▶ WHAT TO DO:
1 – Duplicate the passage from the forum exchange about a struggling relationship, starting with "It is hard to" and going on through "out the investment.".
2 – In the forum exchange about a struggling relationship, how long has the original poster been with their partner?
3 – Supply the next part of the forum exchange about a struggling relationship, picking up after its last sentence.

▶ EXTRACT PROVIDED:
━━━━━━━━━━━━━━━━━━━━━━━━━━━━━━

Anonymous wrote:OP here, I think I’m hoping that therapy would help. We communicate pretty well, have the same sense of humour and similar values. It’s like we’re generally doing well but keep being interrupted by these bouts of unhappiness.. but really they end up being our life.
The sunk cost fallacy, being in my early 30s and having spent five years with someone, doesn’t help. Neither do our joint finances, but I guess I’m holding out hope that we could improve with therapy.
It is hard to know without being a fly on the wall, but since you don't describe anything that sounds abusive and you do admit to certain shortcomings in your own behavior and relational skills that might be contributing to the issues you have with your partner, I think five years together should merit at least a six month commitment to therapy (individual and couple's) before you cash out the investment.

━━━━━━━━━━━━━━━━━━━━━━━━━━━━━━

▶ INFORMATION:
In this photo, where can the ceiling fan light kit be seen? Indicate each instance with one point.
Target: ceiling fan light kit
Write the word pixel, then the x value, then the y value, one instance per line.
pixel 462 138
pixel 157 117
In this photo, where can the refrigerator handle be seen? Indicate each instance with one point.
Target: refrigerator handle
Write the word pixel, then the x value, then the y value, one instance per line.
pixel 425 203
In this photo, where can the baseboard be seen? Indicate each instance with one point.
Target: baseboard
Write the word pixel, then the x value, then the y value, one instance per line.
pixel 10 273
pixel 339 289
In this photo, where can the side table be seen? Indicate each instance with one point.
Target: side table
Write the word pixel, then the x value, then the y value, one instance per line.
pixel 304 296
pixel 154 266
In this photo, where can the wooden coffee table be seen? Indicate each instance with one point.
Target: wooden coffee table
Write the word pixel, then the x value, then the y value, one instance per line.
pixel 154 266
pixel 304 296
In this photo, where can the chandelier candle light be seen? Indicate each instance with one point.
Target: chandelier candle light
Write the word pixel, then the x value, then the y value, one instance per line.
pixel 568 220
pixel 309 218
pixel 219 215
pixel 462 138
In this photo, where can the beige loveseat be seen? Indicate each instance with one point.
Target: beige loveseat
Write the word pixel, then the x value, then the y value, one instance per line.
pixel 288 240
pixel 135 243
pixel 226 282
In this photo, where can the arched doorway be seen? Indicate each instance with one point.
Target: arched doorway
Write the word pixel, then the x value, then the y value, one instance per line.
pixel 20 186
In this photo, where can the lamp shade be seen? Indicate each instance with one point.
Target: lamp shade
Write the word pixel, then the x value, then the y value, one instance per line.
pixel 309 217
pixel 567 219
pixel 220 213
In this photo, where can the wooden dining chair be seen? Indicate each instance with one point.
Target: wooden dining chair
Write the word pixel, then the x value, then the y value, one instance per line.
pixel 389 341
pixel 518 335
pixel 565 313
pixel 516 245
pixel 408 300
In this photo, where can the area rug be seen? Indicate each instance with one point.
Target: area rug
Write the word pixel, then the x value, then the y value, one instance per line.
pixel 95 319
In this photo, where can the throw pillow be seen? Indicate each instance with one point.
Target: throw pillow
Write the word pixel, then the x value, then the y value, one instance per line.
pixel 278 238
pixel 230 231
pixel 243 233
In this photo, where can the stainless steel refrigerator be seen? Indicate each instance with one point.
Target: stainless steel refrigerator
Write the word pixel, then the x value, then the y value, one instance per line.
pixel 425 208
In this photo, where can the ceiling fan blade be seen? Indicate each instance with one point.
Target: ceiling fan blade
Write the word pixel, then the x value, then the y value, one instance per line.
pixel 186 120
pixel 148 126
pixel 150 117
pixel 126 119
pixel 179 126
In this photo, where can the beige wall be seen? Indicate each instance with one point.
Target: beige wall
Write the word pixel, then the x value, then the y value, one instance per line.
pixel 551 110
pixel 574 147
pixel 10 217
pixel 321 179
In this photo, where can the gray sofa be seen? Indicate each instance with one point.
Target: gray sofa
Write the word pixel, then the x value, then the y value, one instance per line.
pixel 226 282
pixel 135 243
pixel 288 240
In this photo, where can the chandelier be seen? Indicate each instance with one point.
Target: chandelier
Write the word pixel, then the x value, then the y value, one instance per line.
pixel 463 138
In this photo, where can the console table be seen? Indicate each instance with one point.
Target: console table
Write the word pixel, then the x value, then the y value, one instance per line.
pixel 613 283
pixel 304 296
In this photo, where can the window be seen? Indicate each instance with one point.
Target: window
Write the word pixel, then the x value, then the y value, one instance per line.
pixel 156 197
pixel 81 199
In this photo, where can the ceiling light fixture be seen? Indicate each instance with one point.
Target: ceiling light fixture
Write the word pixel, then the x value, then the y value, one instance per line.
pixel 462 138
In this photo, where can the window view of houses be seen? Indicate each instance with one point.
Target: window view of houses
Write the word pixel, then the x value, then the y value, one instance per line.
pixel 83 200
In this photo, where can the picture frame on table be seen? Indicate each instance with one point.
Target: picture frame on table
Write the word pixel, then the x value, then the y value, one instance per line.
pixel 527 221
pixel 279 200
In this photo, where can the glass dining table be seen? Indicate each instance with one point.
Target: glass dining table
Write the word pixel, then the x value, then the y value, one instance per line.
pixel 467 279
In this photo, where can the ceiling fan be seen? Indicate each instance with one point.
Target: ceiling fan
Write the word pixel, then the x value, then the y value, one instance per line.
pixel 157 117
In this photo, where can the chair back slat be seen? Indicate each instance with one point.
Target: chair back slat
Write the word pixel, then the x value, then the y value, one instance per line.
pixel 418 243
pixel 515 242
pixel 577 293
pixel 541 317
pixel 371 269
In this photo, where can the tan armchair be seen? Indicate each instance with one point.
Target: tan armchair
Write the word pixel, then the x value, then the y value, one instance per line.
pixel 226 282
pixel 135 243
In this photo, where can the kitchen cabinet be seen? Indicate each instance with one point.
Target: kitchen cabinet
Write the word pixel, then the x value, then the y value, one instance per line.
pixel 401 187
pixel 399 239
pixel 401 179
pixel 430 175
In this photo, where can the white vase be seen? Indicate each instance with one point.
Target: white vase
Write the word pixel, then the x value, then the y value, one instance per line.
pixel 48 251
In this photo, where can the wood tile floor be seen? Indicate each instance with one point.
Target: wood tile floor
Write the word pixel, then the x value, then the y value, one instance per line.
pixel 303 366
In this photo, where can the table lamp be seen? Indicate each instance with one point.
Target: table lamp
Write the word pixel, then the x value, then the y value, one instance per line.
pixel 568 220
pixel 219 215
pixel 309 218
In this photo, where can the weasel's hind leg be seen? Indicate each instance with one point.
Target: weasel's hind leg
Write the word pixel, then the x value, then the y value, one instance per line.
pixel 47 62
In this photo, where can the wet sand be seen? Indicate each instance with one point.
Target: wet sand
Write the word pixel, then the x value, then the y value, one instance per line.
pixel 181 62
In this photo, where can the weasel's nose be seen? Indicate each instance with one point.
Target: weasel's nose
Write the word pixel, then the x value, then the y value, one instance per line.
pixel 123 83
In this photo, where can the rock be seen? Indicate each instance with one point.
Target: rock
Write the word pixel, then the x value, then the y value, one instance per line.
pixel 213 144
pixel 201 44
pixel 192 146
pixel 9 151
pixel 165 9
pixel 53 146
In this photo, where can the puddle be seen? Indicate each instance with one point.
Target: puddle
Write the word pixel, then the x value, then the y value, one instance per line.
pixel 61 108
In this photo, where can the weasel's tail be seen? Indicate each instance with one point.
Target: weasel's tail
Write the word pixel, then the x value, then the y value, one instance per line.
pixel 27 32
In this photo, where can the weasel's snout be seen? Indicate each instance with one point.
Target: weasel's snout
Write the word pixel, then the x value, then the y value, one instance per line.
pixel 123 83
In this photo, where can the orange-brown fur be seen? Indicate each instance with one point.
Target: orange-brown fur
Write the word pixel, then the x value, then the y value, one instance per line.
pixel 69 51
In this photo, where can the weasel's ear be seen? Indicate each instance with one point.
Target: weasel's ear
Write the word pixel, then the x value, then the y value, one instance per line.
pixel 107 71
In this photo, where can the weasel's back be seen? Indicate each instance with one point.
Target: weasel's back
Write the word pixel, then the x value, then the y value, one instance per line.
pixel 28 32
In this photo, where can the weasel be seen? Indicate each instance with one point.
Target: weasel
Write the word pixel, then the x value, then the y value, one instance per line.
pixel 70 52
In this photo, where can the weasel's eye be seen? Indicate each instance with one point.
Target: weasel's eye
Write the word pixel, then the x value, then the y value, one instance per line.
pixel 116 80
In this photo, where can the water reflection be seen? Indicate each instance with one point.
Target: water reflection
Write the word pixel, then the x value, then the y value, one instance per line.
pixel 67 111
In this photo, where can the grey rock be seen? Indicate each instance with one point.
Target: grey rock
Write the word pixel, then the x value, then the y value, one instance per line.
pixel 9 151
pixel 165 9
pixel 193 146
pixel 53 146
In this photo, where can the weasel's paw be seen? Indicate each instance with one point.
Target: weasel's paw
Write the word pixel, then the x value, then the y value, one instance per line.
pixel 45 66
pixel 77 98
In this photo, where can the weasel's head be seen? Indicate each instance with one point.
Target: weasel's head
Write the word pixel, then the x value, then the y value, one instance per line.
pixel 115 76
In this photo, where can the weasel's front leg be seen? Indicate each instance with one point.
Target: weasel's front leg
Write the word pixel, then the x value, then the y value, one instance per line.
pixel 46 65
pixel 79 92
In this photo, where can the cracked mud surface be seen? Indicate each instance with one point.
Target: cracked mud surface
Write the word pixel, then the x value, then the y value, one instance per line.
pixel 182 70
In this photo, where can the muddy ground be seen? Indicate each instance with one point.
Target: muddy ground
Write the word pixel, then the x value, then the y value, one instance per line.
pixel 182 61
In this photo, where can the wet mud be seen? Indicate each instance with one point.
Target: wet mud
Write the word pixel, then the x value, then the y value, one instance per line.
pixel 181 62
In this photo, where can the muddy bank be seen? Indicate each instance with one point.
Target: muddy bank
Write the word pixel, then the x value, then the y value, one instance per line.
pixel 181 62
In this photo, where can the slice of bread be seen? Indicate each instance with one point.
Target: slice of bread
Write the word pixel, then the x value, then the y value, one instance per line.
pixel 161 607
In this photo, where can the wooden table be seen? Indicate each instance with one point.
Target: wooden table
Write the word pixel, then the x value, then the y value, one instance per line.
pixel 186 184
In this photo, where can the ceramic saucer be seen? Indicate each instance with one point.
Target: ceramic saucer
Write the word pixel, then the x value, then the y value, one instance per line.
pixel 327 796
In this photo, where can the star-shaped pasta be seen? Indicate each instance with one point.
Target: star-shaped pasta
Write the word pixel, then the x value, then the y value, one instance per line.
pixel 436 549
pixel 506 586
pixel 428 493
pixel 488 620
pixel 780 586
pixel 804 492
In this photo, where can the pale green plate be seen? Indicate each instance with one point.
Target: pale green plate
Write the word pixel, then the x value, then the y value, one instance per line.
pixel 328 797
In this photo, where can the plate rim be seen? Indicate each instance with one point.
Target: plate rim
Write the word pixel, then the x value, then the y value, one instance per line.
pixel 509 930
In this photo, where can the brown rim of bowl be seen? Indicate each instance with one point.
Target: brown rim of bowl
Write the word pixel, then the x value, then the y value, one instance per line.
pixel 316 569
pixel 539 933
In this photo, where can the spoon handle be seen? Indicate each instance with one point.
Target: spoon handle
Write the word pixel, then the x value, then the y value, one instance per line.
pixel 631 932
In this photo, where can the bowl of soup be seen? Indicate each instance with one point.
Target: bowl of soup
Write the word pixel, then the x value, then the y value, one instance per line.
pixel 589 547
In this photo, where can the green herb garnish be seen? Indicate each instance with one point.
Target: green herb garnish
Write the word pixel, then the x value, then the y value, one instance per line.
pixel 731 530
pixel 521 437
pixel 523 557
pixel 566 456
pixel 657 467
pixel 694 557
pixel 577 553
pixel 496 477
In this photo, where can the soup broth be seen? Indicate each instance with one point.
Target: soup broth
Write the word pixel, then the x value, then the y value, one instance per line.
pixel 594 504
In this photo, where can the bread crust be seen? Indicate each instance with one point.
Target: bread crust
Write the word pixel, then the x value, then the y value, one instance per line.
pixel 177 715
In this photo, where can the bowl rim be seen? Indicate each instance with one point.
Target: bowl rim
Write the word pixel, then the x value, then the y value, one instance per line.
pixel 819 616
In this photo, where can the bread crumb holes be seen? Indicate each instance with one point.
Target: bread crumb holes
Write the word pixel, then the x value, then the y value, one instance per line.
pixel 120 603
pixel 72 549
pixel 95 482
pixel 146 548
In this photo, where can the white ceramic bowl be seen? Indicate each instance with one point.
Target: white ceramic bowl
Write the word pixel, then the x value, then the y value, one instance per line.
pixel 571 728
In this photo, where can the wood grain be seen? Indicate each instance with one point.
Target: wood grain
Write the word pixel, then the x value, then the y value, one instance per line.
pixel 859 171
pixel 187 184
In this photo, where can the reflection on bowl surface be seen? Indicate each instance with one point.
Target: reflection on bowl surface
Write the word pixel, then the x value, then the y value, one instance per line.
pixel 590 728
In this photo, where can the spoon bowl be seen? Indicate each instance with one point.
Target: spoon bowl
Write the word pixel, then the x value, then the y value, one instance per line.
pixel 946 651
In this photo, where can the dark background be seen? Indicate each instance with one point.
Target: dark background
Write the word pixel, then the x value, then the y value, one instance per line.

━━━━━━━━━━━━━━━━━━━━━━━━━━━━━━

▶ EXPECTED OUTPUTS:
1 –
It is hard to know without being a fly on the wall, but since you don't describe anything that sounds abusive and you do admit to certain shortcomings in your own behavior and relational skills that might be contributing to the issues you have with your partner, I think five years together should merit at least a six month commitment to therapy (individual and couple's) before you cash out the investment.

2 – Five years.

3 –
I don't know if you've ever checked out the shows that are about couples therapy, or have you ever been in couples therapy before? So many people are struggling in relationships that could greatly benefit by helping them learn effective and respectful communication skills, which many of us aren't really taught in life, we just stumble and if we are lucky and have healthily married parents, we learn by observation.
Anyway couples therapy can either help you build the skills to stay together or it can also be the off-ramp, the path to figuring out that it isn't meant to be and hopefully to ending it in such a way that there isn't trauma that will effect future intimacy.
So, get thee both to therapists - individually and together - for the next six months, minimum. If the rest of your life isn't worth that investment, priorities are also a problem.